Would you please list my "claims for authenticity". I do not remember making any such claims.
 
I understand. You have no evidence to support your OPINION. Now you want to discuss a Christian "theocracy"? I believe that is the first time that was mentioned in this thread.

You are behaving like a child that has been told they are wrong, and it has been demonstrated that you are wrong. Instead of you considering why you are wrong, you start throwing out accusations that have little or nothing to do with the previous conversation.

Now please provide the evidence that the FF were of faiths other than Christanity, or put your pacifier back into your mouth.

Religion of the Founding Fathers of America

You are under the misapprehension that your assertion to the Christian faith of the FF’s is the final arbiter. It's not that simple and it's your problem you don't realize that. The final arbiter is evidence, and I see nothing in your comments except ballyhoo and blowhard— for which you have apparently decided to be the posterchild.

If you review the link above, you will find identification of the religious beliefs of those generally considerd to be the FF’s of the U.S.

Talk about blowhards....
The drama queens wanted to spout their opinion that the FFs were not Christian. I asked for evidence. I got opinions. When I provided evidence that clearly demonstrates the FFs they claimed were not Christian, prayed, and supported the Christian faith, you want to go off on another tangent?

I am still, STILL waiting for you to back up anything you said about this not being a Christian nation. Guess those "emotions" are hard to present as facts.

You have a rather strange need to define the U.S. as a “Christian” nation. The link I provided you depicts the FF’s as an amalgam of mainstream Christians with many others embracing some rather fringe sects of Christianity. Like many fundies, you have a need to force your religion on those (the FF’s ), who chose a specific course of action in drafting the constitution to prevent Christianity – or any religion – from interfering in the lives of those who were not of the majority religion.

You do come across as a stereotypical bible thumper. Why don’t you define for us the specific requirements for a Christian nation? You insist that the U.S. is such a thing but you don’t define your terms with anything other than “because I say so”.

Facts are not difficult to present. There's just a loud background din of thumping.
 
Thomas Paine - 01/16/1797
Thomas Paine concerned about the content of our current science courses? Definitely!

In a speech he delivered in Paris on January 16, 1797, Thomas Paine harshly criticized what the French were then teaching in their science classes-especially the philosophy they were using. Interestingly, that same science philosophy of which Thomas Paine was so critical is identical to that used in our public schools today. Paine's indictment of that philosophy is particularly significant in light of the fact that all historians today concede that Thomas Paine was one of the very least religious of our Founders. Yet, even Paine could not abide teaching science, which excluded God's work and hand in the creation of the world and of all scientific phenomena. Below is an excerpt from that speech.

Before too many people read the thread, you may wish to quickly remove references to Thomas Paine as a christian.

Thomas Paine, whose writings spurred the entire Revolution, was absolutely not a Christian.

Paine, of whom it was said, "Without Paine's pen, Washington's sword would never have been wielded", was a thorough-going Deist who's "Age of Reason" deconstructed the bible completely.

Please provide evidence of Paine stating that he was not a "believer" in the Lord. His "common sense" has references to the Lord, as well as crediting the Lord for His works.

▶ _EXERCISE_
Continue the forum argument above over the religion of the Founding Fathers, starting right after its last post.

▶ _RECORDS SHOWN_
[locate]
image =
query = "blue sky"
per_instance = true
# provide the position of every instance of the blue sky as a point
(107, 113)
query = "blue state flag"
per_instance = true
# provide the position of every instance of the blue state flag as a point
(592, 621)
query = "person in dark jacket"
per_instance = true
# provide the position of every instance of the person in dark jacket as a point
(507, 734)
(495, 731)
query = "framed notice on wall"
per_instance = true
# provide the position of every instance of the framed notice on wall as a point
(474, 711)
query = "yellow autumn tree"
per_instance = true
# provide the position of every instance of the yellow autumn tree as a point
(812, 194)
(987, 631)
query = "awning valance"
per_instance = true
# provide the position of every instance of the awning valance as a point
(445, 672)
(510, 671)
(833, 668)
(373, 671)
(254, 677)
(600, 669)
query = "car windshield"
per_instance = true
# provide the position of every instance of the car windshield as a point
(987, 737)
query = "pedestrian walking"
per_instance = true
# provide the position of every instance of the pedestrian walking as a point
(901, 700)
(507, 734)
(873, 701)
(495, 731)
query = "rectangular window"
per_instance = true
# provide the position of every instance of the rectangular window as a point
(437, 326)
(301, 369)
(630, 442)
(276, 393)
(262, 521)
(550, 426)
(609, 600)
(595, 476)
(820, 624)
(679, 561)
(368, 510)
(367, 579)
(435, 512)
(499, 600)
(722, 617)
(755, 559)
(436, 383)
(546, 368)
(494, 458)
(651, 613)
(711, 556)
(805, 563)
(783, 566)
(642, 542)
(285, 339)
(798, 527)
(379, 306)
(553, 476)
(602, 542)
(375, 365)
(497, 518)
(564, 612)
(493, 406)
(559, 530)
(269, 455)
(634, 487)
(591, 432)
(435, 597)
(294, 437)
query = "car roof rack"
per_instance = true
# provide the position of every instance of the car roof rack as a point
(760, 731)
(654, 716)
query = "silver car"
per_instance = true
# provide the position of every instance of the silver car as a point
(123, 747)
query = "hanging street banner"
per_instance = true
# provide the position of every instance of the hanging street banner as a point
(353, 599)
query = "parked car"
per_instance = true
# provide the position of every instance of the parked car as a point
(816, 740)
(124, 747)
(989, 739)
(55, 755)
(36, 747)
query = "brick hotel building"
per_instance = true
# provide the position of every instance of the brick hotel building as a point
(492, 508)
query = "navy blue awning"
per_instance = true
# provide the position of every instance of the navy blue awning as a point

▶ _RESPONSE TO THIS EXERCISE_
Similarly, provide evidence that Thomas Paine claiming to be a "believer".

If you want to understand Paine's thoughts regarding religion, read what he wrote.


Thomas Paine

"I do not believe in the creed professed by the Jewish Church, by the Roman Church, by the Greek Church, by the Turkish Church, by the Protestant Church, nor by any church that I know of. My own mind is my own church." (Richard Emery Roberts, ed. "Excerpts from The Age of Reason". Selected Writings of Thomas Paine.


"As to religion, I hold it to be the indispensable duty of all government, to protect all conscientious professors thereof, and I know of no other business which government hath to do therewith. . . ."
---Thomas Paine, "Common Sense", 1776


"Persecution is not an original feature in any religion; but it is always the strongly marked feature of all law-religions, or religions established by law."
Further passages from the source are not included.